▸ **SELECTED TEXT**
========

Also, an agency can't game the system to get huge bonuses every year, because the price of a big bonus is a big reduction in budget the following year and an even bigger reduction in your baseline budget.
 

Thread Starter

Raymond Genovese

Joined Mar 5, 2016
1,658
Yes, the first three categories add to 100% of the prior year's revenue. But I'm not limiting spending to that level. Congress can keep putting things in the budget as long as they want, but they have to be put into 5% bins. So the 4th category will likely be covered by normal growth in revenue, at least mostly. All other bins represent deficit spending, with higher numbered bins representing higher deficits and hence requiring greater supermajorities to incorporate into the budget.



What I'm suggesting would already represent a complete overhaul of how this is done, so the "use it or lose it" mentality would have to go away and the only way it can go away is by tying desired behavior to rewards in the policy.

This is not an easy problem -- I fully admit that. You want agencies to NOT go out of their way to spend money they don't need, but if they don't need it, then they probably don't need as large a budget next year, but no agency wants its budget reduced. One way that we might put an appropriate feedback mechanism into place (that actually uses a couple of mechanisms) is to say any funds not spent are handled as follows (percentages are just thrown out -- actual percentages would need to be determined by Congress): Your baseline budget for the following year is reduced by 80% of the unspent funds. However, 40% of the unspent funds are added to your final budget for the following year and are promoted one priority level. In addition, the 40% is converted to a bonus distributed to all of the employees of the agency proportionately. If your agency returns 10% of its budget, then everyone in the agency gets a 4% bonus at the end of the fiscal year.

========

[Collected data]

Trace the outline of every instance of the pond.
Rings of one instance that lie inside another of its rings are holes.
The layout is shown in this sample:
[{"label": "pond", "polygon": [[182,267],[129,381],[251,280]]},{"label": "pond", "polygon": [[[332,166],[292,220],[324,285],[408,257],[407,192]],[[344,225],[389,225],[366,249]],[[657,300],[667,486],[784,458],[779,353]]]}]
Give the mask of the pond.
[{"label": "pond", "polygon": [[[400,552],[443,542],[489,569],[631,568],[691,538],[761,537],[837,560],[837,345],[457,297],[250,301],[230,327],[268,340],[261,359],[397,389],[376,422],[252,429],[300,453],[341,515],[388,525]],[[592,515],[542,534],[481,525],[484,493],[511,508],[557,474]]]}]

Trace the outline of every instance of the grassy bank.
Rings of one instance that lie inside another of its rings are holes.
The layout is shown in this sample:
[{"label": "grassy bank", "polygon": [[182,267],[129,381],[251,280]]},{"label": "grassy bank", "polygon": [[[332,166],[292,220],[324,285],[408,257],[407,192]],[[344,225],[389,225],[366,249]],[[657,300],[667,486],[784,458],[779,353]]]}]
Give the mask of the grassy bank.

========

▸ **PROBLEM TO SOLVE**
Answer these from the budget text:
1. Into what size of bins does Congress have to put things it adds to the budget?
2. By what share of the unspent funds is an agency's baseline budget for the following year reduced?
3. If an agency returns 10% of its budget, what bonus does everyone in the agency get?
Rely only on the budget text when answering.

▸ **EXERCISE ANSWER**
1. 5% bins.
2. 80%.
3. A 4% bonus at the end of the fiscal year.